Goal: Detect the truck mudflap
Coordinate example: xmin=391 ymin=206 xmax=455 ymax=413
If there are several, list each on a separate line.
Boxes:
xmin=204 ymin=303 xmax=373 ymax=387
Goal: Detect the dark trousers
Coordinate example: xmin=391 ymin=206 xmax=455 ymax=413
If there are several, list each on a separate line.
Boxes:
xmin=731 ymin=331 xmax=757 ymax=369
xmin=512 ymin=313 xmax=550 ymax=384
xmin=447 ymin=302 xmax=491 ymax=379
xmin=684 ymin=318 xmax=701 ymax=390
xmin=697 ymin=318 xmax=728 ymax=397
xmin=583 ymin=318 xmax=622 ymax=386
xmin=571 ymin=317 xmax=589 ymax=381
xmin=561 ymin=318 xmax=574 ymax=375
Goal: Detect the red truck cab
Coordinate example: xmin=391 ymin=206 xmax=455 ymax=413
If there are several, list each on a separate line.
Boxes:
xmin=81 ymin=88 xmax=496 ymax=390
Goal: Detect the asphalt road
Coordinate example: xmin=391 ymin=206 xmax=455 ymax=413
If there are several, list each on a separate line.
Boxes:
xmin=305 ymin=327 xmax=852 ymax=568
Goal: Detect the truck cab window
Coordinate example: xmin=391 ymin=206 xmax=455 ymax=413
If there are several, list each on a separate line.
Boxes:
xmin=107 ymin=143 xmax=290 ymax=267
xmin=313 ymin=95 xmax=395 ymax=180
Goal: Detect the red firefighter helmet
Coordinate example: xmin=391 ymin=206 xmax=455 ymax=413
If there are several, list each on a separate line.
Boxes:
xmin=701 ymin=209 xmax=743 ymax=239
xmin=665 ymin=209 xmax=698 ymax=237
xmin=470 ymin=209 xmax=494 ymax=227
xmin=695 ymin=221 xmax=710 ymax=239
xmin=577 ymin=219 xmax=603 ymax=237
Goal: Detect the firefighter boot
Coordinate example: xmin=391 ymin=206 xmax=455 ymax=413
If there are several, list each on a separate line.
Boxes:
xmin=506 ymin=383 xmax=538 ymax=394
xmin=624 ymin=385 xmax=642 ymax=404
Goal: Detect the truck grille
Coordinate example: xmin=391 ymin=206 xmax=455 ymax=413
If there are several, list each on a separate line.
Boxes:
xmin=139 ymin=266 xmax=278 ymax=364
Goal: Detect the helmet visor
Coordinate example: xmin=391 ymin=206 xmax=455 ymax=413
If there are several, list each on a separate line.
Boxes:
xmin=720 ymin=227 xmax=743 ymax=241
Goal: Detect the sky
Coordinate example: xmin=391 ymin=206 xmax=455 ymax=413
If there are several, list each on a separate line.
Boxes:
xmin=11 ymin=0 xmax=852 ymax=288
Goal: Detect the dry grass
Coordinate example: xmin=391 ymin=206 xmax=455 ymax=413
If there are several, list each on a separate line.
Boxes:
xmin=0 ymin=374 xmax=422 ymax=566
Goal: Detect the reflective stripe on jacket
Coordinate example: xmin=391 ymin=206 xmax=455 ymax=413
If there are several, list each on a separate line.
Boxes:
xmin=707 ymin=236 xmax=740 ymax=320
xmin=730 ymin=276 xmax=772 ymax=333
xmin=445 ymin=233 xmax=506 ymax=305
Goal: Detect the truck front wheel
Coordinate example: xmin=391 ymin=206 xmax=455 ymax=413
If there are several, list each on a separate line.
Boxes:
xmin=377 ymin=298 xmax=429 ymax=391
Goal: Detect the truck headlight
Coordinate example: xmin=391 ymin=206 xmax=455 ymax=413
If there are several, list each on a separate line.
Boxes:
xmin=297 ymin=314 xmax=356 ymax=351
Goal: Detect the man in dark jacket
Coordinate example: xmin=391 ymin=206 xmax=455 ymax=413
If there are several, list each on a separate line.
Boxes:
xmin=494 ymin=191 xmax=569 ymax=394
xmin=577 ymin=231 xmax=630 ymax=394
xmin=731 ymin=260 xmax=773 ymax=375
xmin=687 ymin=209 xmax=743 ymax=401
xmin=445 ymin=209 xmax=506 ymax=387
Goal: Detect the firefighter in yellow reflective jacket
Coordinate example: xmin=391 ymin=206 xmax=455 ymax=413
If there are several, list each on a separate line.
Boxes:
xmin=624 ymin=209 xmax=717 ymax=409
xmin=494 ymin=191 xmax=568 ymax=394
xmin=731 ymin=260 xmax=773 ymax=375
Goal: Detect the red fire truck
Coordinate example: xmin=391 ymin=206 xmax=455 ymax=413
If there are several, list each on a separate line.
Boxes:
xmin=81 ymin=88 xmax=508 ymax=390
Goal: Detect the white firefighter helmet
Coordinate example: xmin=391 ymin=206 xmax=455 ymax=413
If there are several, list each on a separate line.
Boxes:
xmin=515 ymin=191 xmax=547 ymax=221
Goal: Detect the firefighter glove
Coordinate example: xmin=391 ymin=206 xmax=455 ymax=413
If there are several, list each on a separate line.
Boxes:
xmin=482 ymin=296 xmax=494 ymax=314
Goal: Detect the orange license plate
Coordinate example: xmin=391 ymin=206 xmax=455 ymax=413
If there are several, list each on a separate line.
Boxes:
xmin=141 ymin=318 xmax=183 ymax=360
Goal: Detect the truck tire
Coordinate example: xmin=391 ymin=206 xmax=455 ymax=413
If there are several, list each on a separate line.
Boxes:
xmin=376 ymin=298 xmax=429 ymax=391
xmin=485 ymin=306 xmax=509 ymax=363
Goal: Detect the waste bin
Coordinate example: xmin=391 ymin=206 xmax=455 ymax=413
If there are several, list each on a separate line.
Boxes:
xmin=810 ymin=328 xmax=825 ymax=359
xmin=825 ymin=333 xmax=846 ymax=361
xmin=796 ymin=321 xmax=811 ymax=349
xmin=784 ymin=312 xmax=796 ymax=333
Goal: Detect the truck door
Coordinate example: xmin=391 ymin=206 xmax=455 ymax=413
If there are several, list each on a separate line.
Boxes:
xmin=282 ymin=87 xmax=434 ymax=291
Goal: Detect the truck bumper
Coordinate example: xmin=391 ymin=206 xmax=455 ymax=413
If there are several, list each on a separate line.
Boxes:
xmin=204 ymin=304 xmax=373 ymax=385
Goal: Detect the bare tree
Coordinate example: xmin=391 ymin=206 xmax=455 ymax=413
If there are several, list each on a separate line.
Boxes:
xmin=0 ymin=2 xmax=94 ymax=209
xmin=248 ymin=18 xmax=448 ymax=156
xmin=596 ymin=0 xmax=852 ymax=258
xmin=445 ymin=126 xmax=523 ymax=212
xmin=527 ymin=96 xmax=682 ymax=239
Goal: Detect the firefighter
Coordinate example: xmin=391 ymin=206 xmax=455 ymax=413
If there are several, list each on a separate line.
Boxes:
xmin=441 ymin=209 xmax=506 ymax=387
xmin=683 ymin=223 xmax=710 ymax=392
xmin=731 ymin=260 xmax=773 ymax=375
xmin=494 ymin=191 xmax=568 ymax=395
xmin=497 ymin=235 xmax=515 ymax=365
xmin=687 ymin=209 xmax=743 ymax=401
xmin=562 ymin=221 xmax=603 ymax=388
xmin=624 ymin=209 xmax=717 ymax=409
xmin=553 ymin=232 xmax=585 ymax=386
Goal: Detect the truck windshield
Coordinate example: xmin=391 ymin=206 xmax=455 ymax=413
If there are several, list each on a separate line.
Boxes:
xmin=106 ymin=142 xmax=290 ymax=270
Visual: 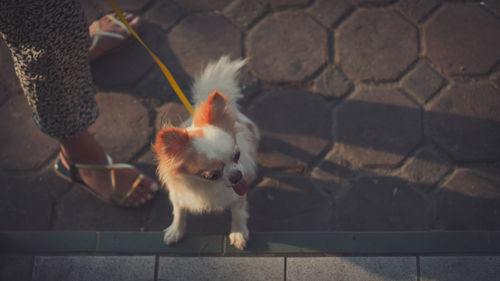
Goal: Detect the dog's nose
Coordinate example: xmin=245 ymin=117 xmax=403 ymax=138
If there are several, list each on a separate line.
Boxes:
xmin=229 ymin=170 xmax=243 ymax=184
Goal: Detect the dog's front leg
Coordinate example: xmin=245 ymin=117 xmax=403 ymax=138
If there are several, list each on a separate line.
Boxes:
xmin=163 ymin=204 xmax=187 ymax=245
xmin=229 ymin=196 xmax=249 ymax=250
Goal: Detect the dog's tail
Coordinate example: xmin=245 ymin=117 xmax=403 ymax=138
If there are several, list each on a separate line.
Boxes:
xmin=191 ymin=56 xmax=246 ymax=104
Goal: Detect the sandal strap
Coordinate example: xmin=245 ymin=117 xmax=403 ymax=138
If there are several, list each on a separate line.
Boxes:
xmin=61 ymin=153 xmax=145 ymax=205
xmin=89 ymin=15 xmax=130 ymax=50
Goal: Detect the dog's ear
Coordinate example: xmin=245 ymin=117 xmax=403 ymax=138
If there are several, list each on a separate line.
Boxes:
xmin=193 ymin=91 xmax=235 ymax=130
xmin=153 ymin=127 xmax=189 ymax=157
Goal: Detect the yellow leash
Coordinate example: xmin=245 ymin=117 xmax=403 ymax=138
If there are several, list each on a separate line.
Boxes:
xmin=108 ymin=0 xmax=194 ymax=115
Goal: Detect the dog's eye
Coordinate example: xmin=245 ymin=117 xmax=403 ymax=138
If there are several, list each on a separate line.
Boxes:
xmin=233 ymin=150 xmax=240 ymax=163
xmin=201 ymin=171 xmax=222 ymax=181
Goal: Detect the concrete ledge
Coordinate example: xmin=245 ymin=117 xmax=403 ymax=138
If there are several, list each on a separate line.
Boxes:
xmin=0 ymin=231 xmax=500 ymax=256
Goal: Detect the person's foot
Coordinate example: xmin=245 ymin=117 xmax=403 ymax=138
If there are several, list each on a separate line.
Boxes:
xmin=61 ymin=131 xmax=159 ymax=207
xmin=89 ymin=13 xmax=140 ymax=62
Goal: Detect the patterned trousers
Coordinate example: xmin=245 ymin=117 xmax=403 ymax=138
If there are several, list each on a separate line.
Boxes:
xmin=0 ymin=0 xmax=98 ymax=140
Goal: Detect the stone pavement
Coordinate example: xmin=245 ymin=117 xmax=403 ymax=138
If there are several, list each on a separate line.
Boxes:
xmin=0 ymin=256 xmax=500 ymax=281
xmin=0 ymin=0 xmax=500 ymax=233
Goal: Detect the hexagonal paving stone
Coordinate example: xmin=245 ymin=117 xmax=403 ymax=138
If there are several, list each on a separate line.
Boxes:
xmin=261 ymin=0 xmax=310 ymax=8
xmin=53 ymin=186 xmax=151 ymax=231
xmin=424 ymin=3 xmax=500 ymax=74
xmin=481 ymin=0 xmax=500 ymax=16
xmin=397 ymin=0 xmax=441 ymax=22
xmin=155 ymin=102 xmax=190 ymax=129
xmin=334 ymin=87 xmax=422 ymax=166
xmin=425 ymin=83 xmax=500 ymax=161
xmin=0 ymin=82 xmax=12 ymax=105
xmin=176 ymin=0 xmax=231 ymax=12
xmin=246 ymin=11 xmax=328 ymax=82
xmin=335 ymin=9 xmax=418 ymax=80
xmin=435 ymin=169 xmax=500 ymax=230
xmin=144 ymin=0 xmax=186 ymax=30
xmin=349 ymin=0 xmax=393 ymax=5
xmin=249 ymin=176 xmax=333 ymax=231
xmin=168 ymin=14 xmax=242 ymax=77
xmin=401 ymin=64 xmax=446 ymax=103
xmin=91 ymin=23 xmax=161 ymax=90
xmin=490 ymin=71 xmax=500 ymax=90
xmin=223 ymin=0 xmax=265 ymax=29
xmin=248 ymin=89 xmax=332 ymax=173
xmin=401 ymin=147 xmax=451 ymax=187
xmin=0 ymin=173 xmax=53 ymax=231
xmin=338 ymin=176 xmax=429 ymax=231
xmin=307 ymin=0 xmax=353 ymax=27
xmin=90 ymin=93 xmax=152 ymax=163
xmin=311 ymin=67 xmax=354 ymax=98
xmin=0 ymin=95 xmax=59 ymax=170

········

**The exercise**. Return verbatim the lines starting with the one that contains "Goal: Detect the white firefighter helmet" and continuing through the one that contains "xmin=485 ymin=306 xmax=509 ymax=363", including both.

**Answer for the task**.
Goal: Detect the white firefighter helmet
Coordinate example: xmin=391 ymin=206 xmax=455 ymax=413
If there are several, list each on a separate line.
Boxes:
xmin=515 ymin=191 xmax=547 ymax=221
Goal: Detect the firefighter glove
Coordinate example: xmin=391 ymin=206 xmax=455 ymax=413
If there are several, list each on a separate line.
Boxes:
xmin=482 ymin=296 xmax=494 ymax=314
Goal: Detect the orange license plate
Coordinate example: xmin=391 ymin=206 xmax=455 ymax=413
If there are several, list each on a separate line.
Boxes:
xmin=141 ymin=318 xmax=183 ymax=360
Goal: Detect the truck tire
Coordinate example: xmin=391 ymin=206 xmax=455 ymax=413
If there are several, list each on a separate line.
Boxes:
xmin=376 ymin=298 xmax=429 ymax=391
xmin=485 ymin=306 xmax=509 ymax=363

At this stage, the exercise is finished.